DIRECTION 1 → Quote the paragraph on RO2 radical measurements word for word, in full.

EXTRACT →

========================================

It is currently not clear how the non-acyl RO2NO2 would be detected as HO2 in the HOx cell of the LIF instrument, especially as no discrepancy was observed for cis-2-butene. RO2 radicals are obtained by subtracting the measured HO2 and OH radicals from the sum of all three radical species (OH + HO2 + RO2), as detected in the ROx LIF system. Therefore, an interference in the HOx measurement would result in a lower measured RO2 radical concentration as compared to the “real” value. Using the modelled HO2 radical instead of the measured value would increase the RO2 radical concentrations by 20% and 30% in the experiments at low temperatures with CO (Fig. S15, ESI) and CH4 (Fig. 3) as OH scavenger, respectively. As the HO2 radical concentrations for the conditions of the experiments in this study are low, their impact is limited and no change in the time profile of the RO2 radical is observed. More details can be found in Section G of the ESI.

========================================

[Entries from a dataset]
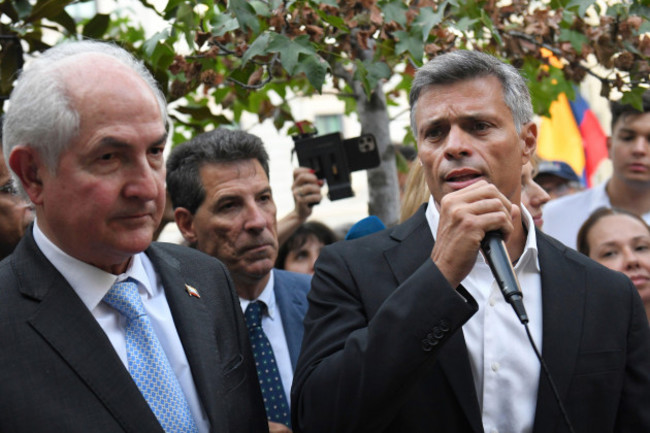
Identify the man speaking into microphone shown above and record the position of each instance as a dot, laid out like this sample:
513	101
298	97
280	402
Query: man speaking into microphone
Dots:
407	329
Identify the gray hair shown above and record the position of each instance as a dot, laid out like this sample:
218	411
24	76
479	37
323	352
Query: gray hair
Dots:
621	111
41	114
217	146
463	65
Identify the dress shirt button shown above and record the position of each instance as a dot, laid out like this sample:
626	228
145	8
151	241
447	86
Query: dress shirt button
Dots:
438	333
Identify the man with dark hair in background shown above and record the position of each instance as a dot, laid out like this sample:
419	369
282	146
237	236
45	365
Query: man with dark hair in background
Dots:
223	205
629	186
101	330
15	213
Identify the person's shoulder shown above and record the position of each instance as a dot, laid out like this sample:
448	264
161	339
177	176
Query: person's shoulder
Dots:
550	246
378	242
289	277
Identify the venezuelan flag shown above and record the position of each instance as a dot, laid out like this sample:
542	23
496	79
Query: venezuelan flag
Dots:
573	134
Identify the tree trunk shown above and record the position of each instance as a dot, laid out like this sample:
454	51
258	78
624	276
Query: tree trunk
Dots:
382	181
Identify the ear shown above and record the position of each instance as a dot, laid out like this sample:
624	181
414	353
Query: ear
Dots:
608	143
528	137
28	165
185	222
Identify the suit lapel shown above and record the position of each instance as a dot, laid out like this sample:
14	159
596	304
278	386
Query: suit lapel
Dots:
563	298
69	328
292	308
193	324
416	243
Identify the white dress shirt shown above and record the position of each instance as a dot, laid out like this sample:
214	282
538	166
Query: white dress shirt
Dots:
504	365
564	215
91	284
274	330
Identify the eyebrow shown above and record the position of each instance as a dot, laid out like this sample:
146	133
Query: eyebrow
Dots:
114	142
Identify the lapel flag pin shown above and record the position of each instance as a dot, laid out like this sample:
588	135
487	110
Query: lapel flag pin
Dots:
192	291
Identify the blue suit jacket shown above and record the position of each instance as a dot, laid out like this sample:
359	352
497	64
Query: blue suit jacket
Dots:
291	290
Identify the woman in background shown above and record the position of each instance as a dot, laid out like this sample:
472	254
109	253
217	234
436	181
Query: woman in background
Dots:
300	251
533	196
619	240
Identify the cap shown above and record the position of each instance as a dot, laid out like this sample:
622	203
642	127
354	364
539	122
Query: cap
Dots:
366	226
557	168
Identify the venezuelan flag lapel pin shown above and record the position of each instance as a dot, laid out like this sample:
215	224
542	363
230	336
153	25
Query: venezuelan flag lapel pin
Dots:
192	291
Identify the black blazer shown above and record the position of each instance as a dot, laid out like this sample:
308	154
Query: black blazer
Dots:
384	350
59	372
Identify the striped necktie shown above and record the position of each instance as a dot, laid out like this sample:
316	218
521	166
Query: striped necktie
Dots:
275	400
148	363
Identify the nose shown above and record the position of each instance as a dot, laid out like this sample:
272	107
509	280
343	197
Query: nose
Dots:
457	144
640	145
630	259
144	181
255	219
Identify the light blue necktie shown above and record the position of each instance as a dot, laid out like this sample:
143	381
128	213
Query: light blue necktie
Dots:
275	400
147	362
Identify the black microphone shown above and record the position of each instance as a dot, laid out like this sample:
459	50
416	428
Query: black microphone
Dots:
497	257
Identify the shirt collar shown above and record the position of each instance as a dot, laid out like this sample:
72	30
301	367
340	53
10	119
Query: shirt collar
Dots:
528	256
89	282
267	296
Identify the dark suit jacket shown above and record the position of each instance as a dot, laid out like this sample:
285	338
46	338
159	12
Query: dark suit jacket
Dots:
291	290
384	350
59	372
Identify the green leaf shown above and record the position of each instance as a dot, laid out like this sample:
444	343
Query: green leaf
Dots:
376	71
428	19
576	39
394	11
163	56
197	112
465	23
261	8
259	46
171	5
223	23
580	6
96	27
411	42
46	9
290	50
245	14
150	44
333	20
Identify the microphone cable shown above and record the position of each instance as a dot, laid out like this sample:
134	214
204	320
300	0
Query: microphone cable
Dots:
496	255
550	380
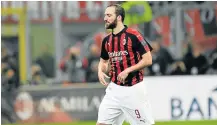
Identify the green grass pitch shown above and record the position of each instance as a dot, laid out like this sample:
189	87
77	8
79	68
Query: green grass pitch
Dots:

========================================

DIRECTION 2 → Extract each line from the entries above that contains the word "hair".

TASK ANSWER 1 →
It is currently not clear how the non-acyl RO2NO2 would be detected as HO2 in the HOx cell of the LIF instrument, especially as no discrepancy was observed for cis-2-butene. RO2 radicals are obtained by subtracting the measured HO2 and OH radicals from the sum of all three radical species (OH + HO2 + RO2), as detected in the ROx LIF system. Therefore, an interference in the HOx measurement would result in a lower measured RO2 radical concentration as compared to the “real” value. Using the modelled HO2 radical instead of the measured value would increase the RO2 radical concentrations by 20% and 30% in the experiments at low temperatures with CO (Fig. S15, ESI) and CH4 (Fig. 3) as OH scavenger, respectively. As the HO2 radical concentrations for the conditions of the experiments in this study are low, their impact is limited and no change in the time profile of the RO2 radical is observed. More details can be found in Section G of the ESI.

TASK ANSWER 2 →
Identify the gray hair shown above and record the position of each instance as a dot, laid out like this sample:
Query: gray hair
Identify the man with dark hair in background shown above and record the position of each instance as a dot, laid out like this sample:
Query: man with dark hair in background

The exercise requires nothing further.